-- PAGE TEXT --
How to Wire a Preamplifierby David Lipscomb
Preamplifiers are system hubs, where all the source devices, such as CD players and turntables, converge. Preamps also are the signal distribution centers, connecting to external amplification. Connected using low-level signals, preamplifiers do not actively amplify anything. However, without a preamp, most modern amplifiers would lack sufficient signal voltage to produce a volume level suitable for most applications. For those familiar with connecting receivers, connecting preamps is the same, with the addition of additional cabling required to lead to the amplifiers.
Access the rear of the sources, preamp and amplifier(s). Locate the output jacks on the back of the sources and the corresponding inputs on the preamp.
Connect the sources to the preamp using the best possible connection. In descending order, this would be HDMI, digital optical, digital coaxial and RCA analog. Push in the connectors from the audio outputs on the sources to the appropriately-labeled inputs on the preamp.

-- PROBLEMS --
A. Reproduce the preamplifier wiring guide verbatim from "Access the rear" up to and including "corresponding inputs on the preamp.".
B. Write the next part of the preamplifier wiring guide, picking up after its final sentence.

-- SUPPLIED RECORDS --
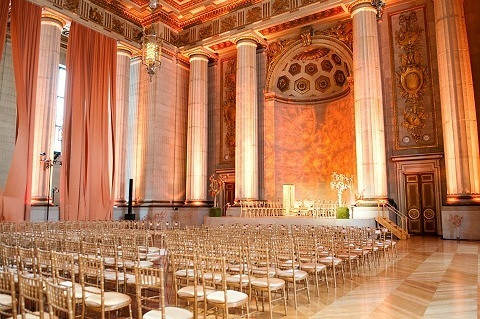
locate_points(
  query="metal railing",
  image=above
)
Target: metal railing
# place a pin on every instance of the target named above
(403, 224)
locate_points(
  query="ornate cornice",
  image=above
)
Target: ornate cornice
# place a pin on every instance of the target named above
(355, 4)
(53, 18)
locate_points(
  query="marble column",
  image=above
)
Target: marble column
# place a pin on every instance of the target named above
(246, 124)
(120, 188)
(369, 121)
(44, 127)
(197, 130)
(457, 103)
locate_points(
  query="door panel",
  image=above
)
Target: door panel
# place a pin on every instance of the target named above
(421, 212)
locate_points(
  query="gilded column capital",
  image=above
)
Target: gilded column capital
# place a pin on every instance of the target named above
(51, 18)
(370, 5)
(249, 37)
(199, 53)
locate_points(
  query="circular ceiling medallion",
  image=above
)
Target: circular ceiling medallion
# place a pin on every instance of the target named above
(429, 213)
(413, 213)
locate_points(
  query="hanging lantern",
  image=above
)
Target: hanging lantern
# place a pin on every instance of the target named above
(152, 50)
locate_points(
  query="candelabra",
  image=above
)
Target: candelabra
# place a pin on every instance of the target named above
(48, 164)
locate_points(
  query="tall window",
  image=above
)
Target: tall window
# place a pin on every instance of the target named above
(57, 144)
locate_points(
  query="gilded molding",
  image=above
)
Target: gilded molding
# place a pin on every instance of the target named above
(414, 109)
(228, 109)
(52, 18)
(342, 31)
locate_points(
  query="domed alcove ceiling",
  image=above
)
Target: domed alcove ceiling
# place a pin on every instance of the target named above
(315, 73)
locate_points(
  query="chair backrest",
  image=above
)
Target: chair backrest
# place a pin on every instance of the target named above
(60, 301)
(44, 263)
(151, 280)
(27, 260)
(63, 267)
(31, 296)
(8, 307)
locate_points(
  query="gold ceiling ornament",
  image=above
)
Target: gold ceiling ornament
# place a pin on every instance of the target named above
(311, 54)
(342, 31)
(306, 36)
(412, 75)
(151, 50)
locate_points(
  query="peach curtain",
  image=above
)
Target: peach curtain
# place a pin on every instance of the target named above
(86, 181)
(25, 27)
(3, 23)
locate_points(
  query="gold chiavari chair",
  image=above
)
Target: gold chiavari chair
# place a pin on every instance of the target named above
(265, 285)
(150, 292)
(44, 264)
(99, 300)
(291, 272)
(213, 275)
(61, 302)
(31, 297)
(8, 299)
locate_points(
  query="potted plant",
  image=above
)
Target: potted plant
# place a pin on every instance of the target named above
(341, 183)
(216, 185)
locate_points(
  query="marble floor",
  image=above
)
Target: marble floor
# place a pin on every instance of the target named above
(431, 278)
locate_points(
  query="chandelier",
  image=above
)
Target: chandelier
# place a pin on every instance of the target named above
(151, 50)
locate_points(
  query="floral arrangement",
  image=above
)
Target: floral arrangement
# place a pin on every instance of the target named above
(341, 183)
(216, 185)
(456, 220)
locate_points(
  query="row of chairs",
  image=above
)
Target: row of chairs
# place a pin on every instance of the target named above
(261, 209)
(44, 298)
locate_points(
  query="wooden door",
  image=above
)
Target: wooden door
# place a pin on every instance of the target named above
(229, 193)
(421, 210)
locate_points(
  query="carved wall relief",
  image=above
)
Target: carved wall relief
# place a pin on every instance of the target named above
(414, 110)
(228, 110)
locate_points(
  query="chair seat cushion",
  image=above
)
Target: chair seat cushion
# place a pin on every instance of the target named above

-- RESPONSES TO THE TASKS --
A.
Access the rear of the sources, preamp and amplifier(s). Locate the output jacks on the back of the sources and the corresponding inputs on the preamp.

B.
Find the RCA preamp output cluster on the back of the preamplifier. Find the corresponding inputs on the back of the amplifier(s).
Plug the RCA cables from the preamp outputs to the matching inputs on the amps.
- Using monoblock amplifiers located close to speakers is widely accepted in the audiophile community as the best method. Shorter speaker cable runs, at the expense of longer RCA runs, allows better power transfer to the speaker.
- Connecting a powered subwoofer to a home theater receiver is also a method of connecting a preamplifier to an amplifier.
- Do not make preamp/amp connections with the system turned on.
Items you will need
- RCA cabling (to amplifier)
- Signal cabling (HDMI, optical, coaxial digital, etc.)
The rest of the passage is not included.